ARTICLE ::
Irimbantakath Manha Mammad Kunhi And Others

(High Court Of Judicature At Madras)

Appeal No. 242 Of 1922 | 13-10-1925


The plaintiff-appellant brings this suit for the recovery of an elephant and also certain documents in the possession of the defendants. The defendants are the children and the wives of one Moossankutty, the deceased younger brother of the plaintiff. The plaintiff bases his claim as karnavan of the tavazhi consisting of the children of one Asya, the mother of the plaintiff and Moossankutty and it is alleged that Moossankutty brought this elephant out of tavazhi property and consequently the karnavan is now entitled to possession. As regards the documents it is said that they relate to tavazhi property and that the plaintiff is the proper custodian.

The first argument advanced in appeal is with reference to the procedure adopted in the lower Court. The Subordinate Judge stated that the nature of certain properties situated in Chandranalloor was not in issue in the suit and he would not allow any further questions to be asked as to whether they were tavazhi properties or not. It is now stated that not only was oral evidence excluded but also documentary evidence. The plaintiff has filed a list of documents which he said were so excluded. When the Subordinate Judge gave this ruling, the case was proceeding and P. W. 2 was being examined. The documents now put forward by the plaintiff (with one exception) were not included in the list of documents filed by him, and at the time the order was made, those documents were in the District Munsifs Court and no application had been made by the plaintiff to secure their production. It was therefore too late for him to claim to exhibit these documents in the suit. So far as the oral evidence is concerned it can be of very little importance in determining the nature of these properties, and we do find that not withstanding the Subordinate Judges prohibition many questions were put to the witnesses on this very point and the answers have been recorded. We do not, therefore think it necessary to give plaintiff any further opportunity of adducing evidence which he was not prepared to do in the lower Court.

DATASET ROWS ::

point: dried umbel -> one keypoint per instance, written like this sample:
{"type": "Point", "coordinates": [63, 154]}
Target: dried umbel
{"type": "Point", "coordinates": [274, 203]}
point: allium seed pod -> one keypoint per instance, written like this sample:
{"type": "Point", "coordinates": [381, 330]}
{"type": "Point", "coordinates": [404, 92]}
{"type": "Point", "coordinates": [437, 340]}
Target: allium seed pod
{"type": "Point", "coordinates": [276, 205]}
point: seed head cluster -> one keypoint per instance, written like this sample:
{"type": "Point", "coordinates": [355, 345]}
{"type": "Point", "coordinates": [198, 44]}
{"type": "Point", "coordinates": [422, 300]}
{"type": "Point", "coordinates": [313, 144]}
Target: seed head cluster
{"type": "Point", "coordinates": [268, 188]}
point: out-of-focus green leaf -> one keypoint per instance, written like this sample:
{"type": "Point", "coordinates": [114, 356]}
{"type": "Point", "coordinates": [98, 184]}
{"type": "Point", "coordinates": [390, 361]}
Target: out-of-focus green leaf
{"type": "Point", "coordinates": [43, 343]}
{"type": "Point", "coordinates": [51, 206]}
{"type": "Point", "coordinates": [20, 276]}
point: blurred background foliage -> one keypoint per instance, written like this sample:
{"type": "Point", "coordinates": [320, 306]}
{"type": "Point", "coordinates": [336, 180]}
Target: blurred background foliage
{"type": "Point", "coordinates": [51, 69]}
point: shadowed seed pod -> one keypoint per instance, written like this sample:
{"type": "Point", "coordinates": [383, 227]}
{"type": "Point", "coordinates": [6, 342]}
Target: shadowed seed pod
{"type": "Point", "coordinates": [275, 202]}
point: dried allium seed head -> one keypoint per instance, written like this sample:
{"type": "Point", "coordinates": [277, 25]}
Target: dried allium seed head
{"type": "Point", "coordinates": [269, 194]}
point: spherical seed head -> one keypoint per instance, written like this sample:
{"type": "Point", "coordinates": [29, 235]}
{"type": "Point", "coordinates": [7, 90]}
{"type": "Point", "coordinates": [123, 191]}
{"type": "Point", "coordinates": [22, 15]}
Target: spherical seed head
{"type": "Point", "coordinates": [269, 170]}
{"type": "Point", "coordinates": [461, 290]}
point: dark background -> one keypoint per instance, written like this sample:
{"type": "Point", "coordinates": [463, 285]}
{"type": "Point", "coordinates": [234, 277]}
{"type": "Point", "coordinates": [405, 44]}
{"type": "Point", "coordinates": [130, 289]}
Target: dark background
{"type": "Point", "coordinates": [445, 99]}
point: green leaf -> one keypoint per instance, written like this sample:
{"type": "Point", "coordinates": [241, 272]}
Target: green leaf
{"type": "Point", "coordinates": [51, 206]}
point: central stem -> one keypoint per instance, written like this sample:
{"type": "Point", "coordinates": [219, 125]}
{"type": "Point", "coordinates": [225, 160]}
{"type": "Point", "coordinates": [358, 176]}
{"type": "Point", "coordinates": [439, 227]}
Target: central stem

GOALS ::
1: Which courts does the judgment mention?
2: Answer these questions from the judgment:
(a) Who was the mother of the plaintiff and Moossankutty?
(b) Where were the properties situated that the Subordinate Judge held were not in issue?
(c) Which witness was being examined when the Subordinate Judge gave his ruling?
3: Can you give the judgment again from "The plaintiff-appellant brings" up to and including "the proper custodian.", but change every "elephant" to "horse"?
The material is separate from the judgment and unrelated to it.

RESULTS OF THE TASKS ::
1:
- High Court Of Judicature At Madras
- the lower Court, where the Subordinate Judge heard the suit
- the District Munsifs Court

2:
(a) Asya
(b) Chandranalloor
(c) P. W. 2

3:
The plaintiff-appellant brings this suit for the recovery of an horse and also certain documents in the possession of the defendants. The defendants are the children and the wives of one Moossankutty, the deceased younger brother of the plaintiff. The plaintiff bases his claim as karnavan of the tavazhi consisting of the children of one Asya, the mother of the plaintiff and Moossankutty and it is alleged that Moossankutty brought this horse out of tavazhi property and consequently the karnavan is now entitled to possession. As regards the documents it is said that they relate to tavazhi property and that the plaintiff is the proper custodian.